> Goal:
Reproduce the data verbatim, starting at its first line and ending at the line that contains "POLYGON ((350 228, 347", with that line included.

> Extracted records:
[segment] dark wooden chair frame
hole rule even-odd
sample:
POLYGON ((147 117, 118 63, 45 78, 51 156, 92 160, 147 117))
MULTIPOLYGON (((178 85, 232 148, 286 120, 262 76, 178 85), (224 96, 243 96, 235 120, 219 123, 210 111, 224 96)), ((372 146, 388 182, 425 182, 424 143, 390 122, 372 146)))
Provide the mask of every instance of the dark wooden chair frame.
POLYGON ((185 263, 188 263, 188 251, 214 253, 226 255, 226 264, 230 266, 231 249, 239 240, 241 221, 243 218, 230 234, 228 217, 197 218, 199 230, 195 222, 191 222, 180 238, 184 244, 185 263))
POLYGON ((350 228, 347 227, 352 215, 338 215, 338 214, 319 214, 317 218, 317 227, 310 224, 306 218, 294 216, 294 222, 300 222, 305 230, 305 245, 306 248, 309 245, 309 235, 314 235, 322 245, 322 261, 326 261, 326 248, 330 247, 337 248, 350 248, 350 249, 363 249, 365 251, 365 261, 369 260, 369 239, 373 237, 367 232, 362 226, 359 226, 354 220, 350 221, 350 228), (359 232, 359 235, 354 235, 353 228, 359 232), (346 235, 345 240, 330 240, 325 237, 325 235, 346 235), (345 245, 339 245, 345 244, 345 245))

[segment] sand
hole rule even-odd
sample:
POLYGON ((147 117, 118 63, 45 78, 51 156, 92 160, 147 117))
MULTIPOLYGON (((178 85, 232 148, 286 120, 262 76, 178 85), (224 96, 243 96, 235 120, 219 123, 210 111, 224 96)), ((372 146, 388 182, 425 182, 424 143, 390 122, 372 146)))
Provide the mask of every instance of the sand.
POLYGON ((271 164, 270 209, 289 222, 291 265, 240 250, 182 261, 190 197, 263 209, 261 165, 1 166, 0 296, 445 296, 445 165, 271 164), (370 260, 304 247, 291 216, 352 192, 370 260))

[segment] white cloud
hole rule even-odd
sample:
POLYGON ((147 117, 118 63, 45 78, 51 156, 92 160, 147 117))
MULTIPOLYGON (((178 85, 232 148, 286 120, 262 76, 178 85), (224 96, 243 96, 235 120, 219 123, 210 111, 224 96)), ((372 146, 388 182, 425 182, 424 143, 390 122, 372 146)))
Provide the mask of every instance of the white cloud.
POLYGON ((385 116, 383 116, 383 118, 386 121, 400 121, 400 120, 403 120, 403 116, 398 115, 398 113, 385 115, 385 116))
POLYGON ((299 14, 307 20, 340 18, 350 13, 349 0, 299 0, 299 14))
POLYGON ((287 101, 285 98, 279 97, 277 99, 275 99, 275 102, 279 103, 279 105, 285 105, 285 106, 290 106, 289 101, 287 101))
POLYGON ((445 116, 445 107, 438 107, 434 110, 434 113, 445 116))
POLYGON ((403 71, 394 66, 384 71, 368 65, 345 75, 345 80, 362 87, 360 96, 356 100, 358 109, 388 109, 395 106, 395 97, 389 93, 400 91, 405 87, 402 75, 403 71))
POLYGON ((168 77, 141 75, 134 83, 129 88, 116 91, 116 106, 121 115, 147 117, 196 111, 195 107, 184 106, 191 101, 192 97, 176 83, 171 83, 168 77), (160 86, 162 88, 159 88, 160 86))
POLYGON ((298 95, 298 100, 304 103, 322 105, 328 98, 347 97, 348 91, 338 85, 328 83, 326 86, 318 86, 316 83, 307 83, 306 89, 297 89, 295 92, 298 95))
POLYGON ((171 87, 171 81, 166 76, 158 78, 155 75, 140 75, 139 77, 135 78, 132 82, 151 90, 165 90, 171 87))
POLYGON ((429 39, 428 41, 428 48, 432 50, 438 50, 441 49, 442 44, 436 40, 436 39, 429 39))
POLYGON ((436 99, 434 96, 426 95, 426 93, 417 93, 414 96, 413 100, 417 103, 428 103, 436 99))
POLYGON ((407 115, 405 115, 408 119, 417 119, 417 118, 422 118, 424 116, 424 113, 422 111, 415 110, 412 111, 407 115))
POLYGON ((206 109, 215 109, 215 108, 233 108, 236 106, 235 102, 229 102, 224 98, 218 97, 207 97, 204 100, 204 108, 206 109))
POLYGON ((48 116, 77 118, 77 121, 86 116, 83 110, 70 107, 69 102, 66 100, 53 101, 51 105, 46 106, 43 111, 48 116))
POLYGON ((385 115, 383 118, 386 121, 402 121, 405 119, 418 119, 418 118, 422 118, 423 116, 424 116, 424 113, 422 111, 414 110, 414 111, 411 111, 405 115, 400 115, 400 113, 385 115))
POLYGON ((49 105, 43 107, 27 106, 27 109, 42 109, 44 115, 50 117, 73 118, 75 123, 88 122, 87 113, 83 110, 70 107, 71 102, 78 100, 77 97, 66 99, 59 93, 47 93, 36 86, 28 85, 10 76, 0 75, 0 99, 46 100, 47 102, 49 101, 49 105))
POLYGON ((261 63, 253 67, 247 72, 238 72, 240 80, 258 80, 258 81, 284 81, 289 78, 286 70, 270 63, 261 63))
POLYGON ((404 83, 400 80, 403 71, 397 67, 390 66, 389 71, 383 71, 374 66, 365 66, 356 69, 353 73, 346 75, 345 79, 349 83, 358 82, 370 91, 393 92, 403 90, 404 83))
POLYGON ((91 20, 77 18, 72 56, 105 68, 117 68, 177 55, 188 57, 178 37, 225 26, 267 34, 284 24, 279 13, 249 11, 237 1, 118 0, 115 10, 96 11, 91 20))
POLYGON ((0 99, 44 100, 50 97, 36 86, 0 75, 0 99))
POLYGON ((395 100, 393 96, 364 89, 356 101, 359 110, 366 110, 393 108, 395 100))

> Problem solution:
[segment] dark wooden chair frame
hole rule even-odd
sample:
POLYGON ((147 117, 118 63, 45 78, 51 156, 92 160, 147 117))
MULTIPOLYGON (((178 85, 232 148, 286 120, 262 76, 178 85), (224 96, 243 96, 235 120, 219 123, 210 111, 224 96)), ((372 146, 388 182, 425 182, 424 143, 390 122, 372 146)))
Provide the mask of every instance of the dark wooden chair frame.
POLYGON ((185 263, 188 263, 188 251, 214 253, 226 255, 226 264, 230 266, 231 249, 239 240, 241 221, 243 218, 230 234, 228 217, 197 218, 199 230, 195 222, 191 222, 180 238, 184 244, 185 263))
POLYGON ((350 228, 347 227, 352 215, 338 215, 338 214, 319 214, 317 218, 317 227, 310 224, 306 218, 294 216, 294 222, 300 222, 305 230, 305 245, 306 248, 309 245, 309 235, 314 235, 322 245, 322 261, 326 261, 326 248, 330 247, 337 248, 350 248, 350 249, 363 249, 365 251, 365 261, 369 260, 369 239, 373 237, 367 232, 362 226, 359 226, 354 220, 350 221, 350 228), (359 232, 359 235, 354 235, 353 228, 359 232), (346 235, 345 240, 330 240, 325 237, 325 235, 346 235), (345 245, 339 245, 345 244, 345 245))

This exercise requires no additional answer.